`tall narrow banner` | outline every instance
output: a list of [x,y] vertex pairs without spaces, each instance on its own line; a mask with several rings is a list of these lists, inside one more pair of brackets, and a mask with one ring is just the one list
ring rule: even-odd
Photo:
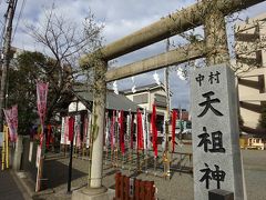
[[143,150],[143,128],[142,128],[142,113],[137,109],[136,113],[136,123],[137,123],[137,150]]
[[121,110],[120,111],[120,119],[119,119],[119,123],[120,123],[120,149],[122,151],[122,153],[125,153],[125,144],[124,144],[124,111]]
[[126,116],[126,144],[125,147],[131,149],[131,112]]
[[75,123],[74,123],[74,146],[76,148],[81,148],[81,116],[75,116]]
[[142,129],[143,129],[143,148],[147,149],[147,127],[146,127],[146,109],[144,109],[144,112],[142,114]]
[[109,113],[106,111],[105,113],[105,150],[109,148],[109,132],[110,132],[110,120],[109,120]]
[[90,147],[90,139],[91,139],[91,127],[92,127],[92,116],[88,112],[88,129],[86,129],[86,148]]
[[43,126],[44,126],[44,119],[47,113],[48,86],[49,86],[48,82],[37,83],[37,107],[38,107],[38,114],[40,117],[40,121],[42,126],[42,133],[43,133]]
[[130,148],[133,149],[134,148],[134,114],[131,113],[131,132],[130,132],[131,137],[130,137]]
[[69,141],[73,141],[74,139],[74,127],[75,127],[75,118],[69,118]]
[[112,124],[111,124],[111,149],[114,148],[114,124],[115,124],[115,110],[113,110]]
[[172,112],[172,152],[174,152],[174,148],[175,148],[175,126],[176,126],[176,119],[177,119],[177,111],[173,110],[173,112]]
[[18,137],[18,106],[13,106],[11,109],[3,109],[3,113],[9,127],[10,141],[16,142]]
[[65,123],[65,117],[62,117],[62,122],[61,122],[61,139],[60,143],[64,144],[64,123]]
[[43,128],[44,128],[44,119],[47,113],[47,97],[48,97],[48,86],[49,83],[44,82],[38,82],[37,83],[37,108],[38,108],[38,114],[40,117],[41,122],[41,136],[40,136],[40,159],[38,163],[38,172],[37,172],[37,184],[35,184],[35,191],[40,191],[41,188],[41,176],[42,176],[42,148],[45,146],[42,146],[43,143]]
[[152,134],[153,134],[153,152],[157,157],[157,127],[156,127],[156,104],[153,104],[152,112]]

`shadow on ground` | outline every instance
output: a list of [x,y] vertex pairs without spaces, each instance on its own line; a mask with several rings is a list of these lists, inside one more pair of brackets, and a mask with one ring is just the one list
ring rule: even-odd
[[[84,177],[85,173],[72,169],[72,180]],[[42,189],[52,189],[57,188],[60,184],[68,182],[69,177],[69,167],[57,161],[57,160],[45,160],[44,171],[43,171],[43,188]]]

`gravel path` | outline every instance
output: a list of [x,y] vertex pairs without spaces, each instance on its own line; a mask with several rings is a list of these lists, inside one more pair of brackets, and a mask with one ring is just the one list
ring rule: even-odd
[[[178,152],[191,152],[191,147],[177,149]],[[242,150],[245,182],[248,200],[265,200],[266,197],[266,151]],[[180,168],[180,154],[174,157],[175,168]],[[40,192],[34,199],[71,199],[65,194],[69,158],[55,157],[50,159],[47,167],[49,177],[48,189]],[[54,164],[55,163],[55,164]],[[182,166],[191,167],[188,157],[185,157]],[[72,189],[79,189],[86,184],[88,161],[82,159],[73,160],[73,181]],[[126,163],[124,164],[126,167]],[[57,169],[58,168],[58,169]],[[119,169],[114,169],[110,163],[103,166],[103,184],[108,188],[114,188],[114,174]],[[153,173],[153,168],[150,169]],[[123,174],[133,176],[142,180],[153,180],[157,188],[157,198],[160,200],[193,200],[193,176],[186,172],[175,171],[171,180],[155,177],[153,174],[136,174],[133,171],[122,170]],[[162,174],[162,169],[157,170]],[[50,191],[50,192],[49,192]]]

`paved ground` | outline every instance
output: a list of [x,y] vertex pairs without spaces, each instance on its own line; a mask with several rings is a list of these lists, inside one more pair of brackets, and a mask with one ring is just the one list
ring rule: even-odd
[[[183,147],[182,150],[187,152],[190,147]],[[266,197],[266,151],[243,150],[243,160],[245,169],[245,183],[247,188],[248,200],[265,200]],[[188,157],[183,158],[182,162],[176,157],[174,168],[180,169],[181,166],[190,167]],[[49,179],[47,189],[35,196],[33,199],[61,200],[71,199],[66,194],[66,177],[68,177],[69,158],[50,157],[47,162],[45,176]],[[123,164],[125,168],[126,163]],[[185,168],[184,168],[185,169]],[[108,162],[104,164],[103,184],[108,188],[114,187],[114,174],[117,169],[114,169]],[[153,169],[149,170],[151,174],[134,173],[127,169],[123,170],[124,174],[133,176],[143,180],[154,180],[157,188],[157,198],[160,200],[193,200],[193,177],[191,173],[174,172],[171,180],[155,177]],[[157,169],[158,176],[162,174],[162,169]],[[73,180],[72,190],[79,189],[86,184],[88,161],[82,159],[73,160]],[[0,182],[1,184],[1,182]],[[34,186],[32,186],[33,189]],[[1,199],[1,198],[0,198]]]
[[18,178],[11,170],[0,171],[0,199],[1,200],[28,200],[27,193],[19,184]]

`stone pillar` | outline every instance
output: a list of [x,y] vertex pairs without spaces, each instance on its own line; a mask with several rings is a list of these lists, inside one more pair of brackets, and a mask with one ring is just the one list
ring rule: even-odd
[[226,23],[222,11],[217,10],[217,0],[204,0],[207,10],[204,16],[204,33],[207,49],[207,66],[229,62]]
[[94,88],[93,88],[93,111],[92,111],[92,136],[93,144],[91,167],[89,171],[88,186],[91,189],[102,188],[102,161],[103,161],[103,132],[104,113],[106,99],[105,72],[108,62],[98,60],[95,62]]

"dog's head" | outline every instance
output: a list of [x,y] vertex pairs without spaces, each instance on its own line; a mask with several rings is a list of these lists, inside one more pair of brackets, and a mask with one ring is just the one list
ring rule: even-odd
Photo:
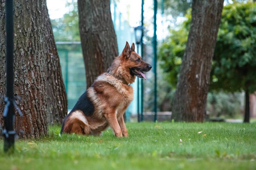
[[144,72],[147,72],[151,69],[152,66],[142,60],[142,58],[135,52],[134,43],[131,48],[127,42],[121,54],[122,65],[130,69],[131,75],[135,75],[140,78],[146,79]]

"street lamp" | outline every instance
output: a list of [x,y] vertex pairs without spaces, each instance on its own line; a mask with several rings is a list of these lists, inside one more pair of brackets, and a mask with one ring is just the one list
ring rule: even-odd
[[[139,45],[142,40],[142,35],[143,31],[143,26],[138,26],[134,28],[134,33],[135,36],[135,42],[137,45],[137,53],[139,54]],[[142,56],[141,56],[142,57]],[[138,86],[137,86],[137,95],[138,95],[138,102],[137,102],[137,113],[138,113],[138,122],[141,122],[142,121],[143,116],[143,80],[141,80],[141,87],[142,87],[142,93],[141,93],[141,119],[139,117],[139,79],[138,79]]]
☆ ☆ ☆
## INSTRUCTIONS TO FOLLOW
Please filter the rows above and copy each line that contains the string "every", matching its case.

## SOLUTION
`tall narrow banner` | outline every instance
`shadow on ground` | outline every instance
`gravel path` | outline every instance
`paved ground` | outline every instance
`stone pillar` | outline every instance
"dog's head" | outline every instance
"street lamp" | outline every instance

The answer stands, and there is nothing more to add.